Information:
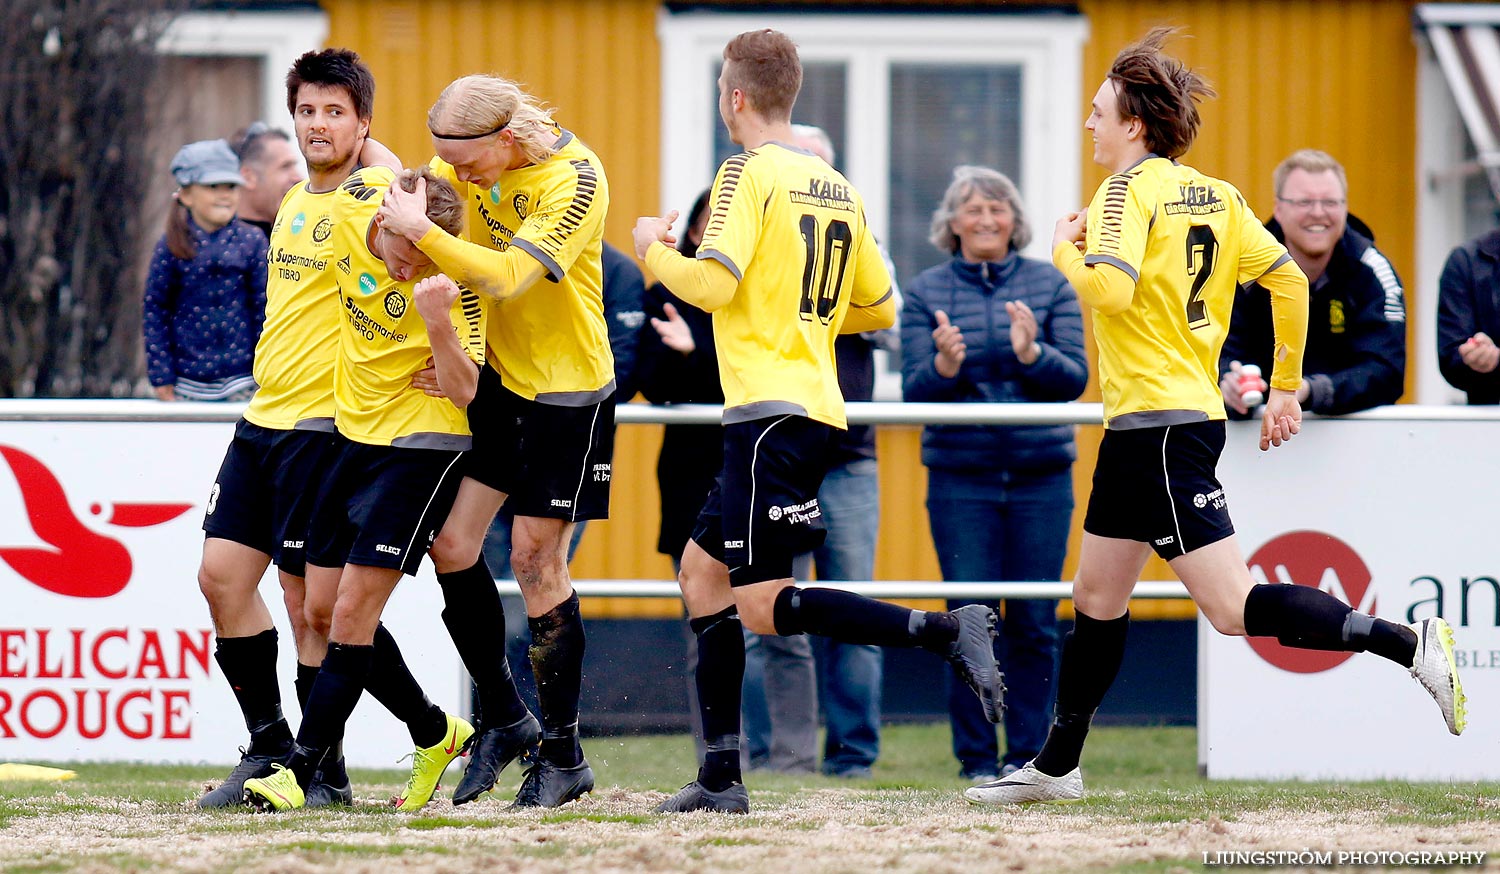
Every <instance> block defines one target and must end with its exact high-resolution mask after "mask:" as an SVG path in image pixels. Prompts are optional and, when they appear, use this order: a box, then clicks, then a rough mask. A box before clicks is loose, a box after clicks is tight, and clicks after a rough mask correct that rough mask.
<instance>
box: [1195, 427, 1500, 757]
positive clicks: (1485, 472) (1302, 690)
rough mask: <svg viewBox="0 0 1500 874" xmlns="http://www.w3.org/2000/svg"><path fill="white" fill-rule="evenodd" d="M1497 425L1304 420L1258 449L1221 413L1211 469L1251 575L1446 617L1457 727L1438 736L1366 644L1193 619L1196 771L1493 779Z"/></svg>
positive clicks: (1425, 696)
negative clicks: (1316, 647)
mask: <svg viewBox="0 0 1500 874" xmlns="http://www.w3.org/2000/svg"><path fill="white" fill-rule="evenodd" d="M1496 424H1497V423H1496V421H1377V420H1361V421H1349V420H1308V421H1307V423H1305V424H1304V429H1302V433H1301V435H1299V436H1298V438H1296V439H1293V441H1292V442H1290V444H1289V445H1284V447H1281V448H1274V450H1271V451H1268V453H1260V451H1259V450H1257V448H1256V430H1254V429H1256V426H1254V424H1253V423H1238V424H1233V426H1232V427H1230V436H1229V447H1227V448H1226V453H1224V459H1223V463H1221V465H1220V478H1221V480H1223V483H1224V489H1226V493H1227V495H1229V507H1230V514H1232V517H1233V520H1235V528H1236V531H1238V532H1239V540H1241V546H1242V549H1244V550H1245V556H1247V559H1248V562H1250V567H1251V574H1253V576H1254V577H1256V579H1257V580H1262V582H1272V583H1277V582H1292V583H1296V585H1304V586H1316V588H1320V589H1323V591H1329V592H1332V594H1335V595H1338V597H1340V598H1343V600H1344V601H1347V603H1349V604H1353V606H1355V607H1358V609H1361V610H1367V612H1373V613H1376V615H1377V616H1382V618H1385V619H1391V621H1392V622H1403V624H1409V622H1413V621H1416V619H1425V618H1428V616H1443V618H1445V619H1448V621H1449V622H1451V624H1452V625H1454V631H1455V636H1457V642H1458V646H1457V649H1458V652H1457V655H1458V658H1460V666H1461V667H1460V676H1461V678H1463V682H1464V690H1466V691H1467V693H1469V730H1467V732H1464V735H1463V736H1461V738H1454V736H1452V735H1449V733H1448V729H1446V727H1445V724H1443V718H1442V715H1440V712H1439V709H1437V705H1434V703H1433V700H1431V697H1430V696H1428V694H1427V693H1425V691H1424V690H1422V688H1421V687H1419V685H1418V684H1416V681H1415V679H1412V678H1410V676H1409V675H1407V673H1406V670H1404V669H1401V667H1397V666H1394V664H1392V663H1389V661H1386V660H1383V658H1380V657H1377V655H1371V654H1355V655H1350V654H1332V652H1307V651H1295V649H1287V648H1283V646H1281V645H1278V643H1275V642H1274V640H1265V639H1257V640H1254V642H1251V640H1250V639H1242V637H1224V636H1221V634H1218V633H1215V631H1214V630H1212V627H1209V625H1208V622H1206V621H1205V619H1202V616H1200V619H1199V640H1200V648H1199V655H1200V664H1199V763H1200V766H1202V768H1203V769H1205V771H1206V774H1208V775H1209V777H1212V778H1293V780H1298V778H1304V780H1316V778H1343V780H1364V778H1392V780H1500V757H1497V756H1494V751H1496V748H1497V745H1500V582H1497V580H1500V549H1497V541H1500V537H1497V534H1500V529H1497V526H1496V519H1497V508H1496V499H1494V493H1496V492H1494V489H1496V484H1497V483H1500V451H1497V448H1496V433H1497V429H1496Z"/></svg>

Your instructions: Locate every line in the rows above that contains the string "positive", treating uppercase and lowercase as different, and copy each of those lines in full.

Exercise solution:
positive clicks: (1485, 472) (1302, 690)
positive clicks: (1425, 696)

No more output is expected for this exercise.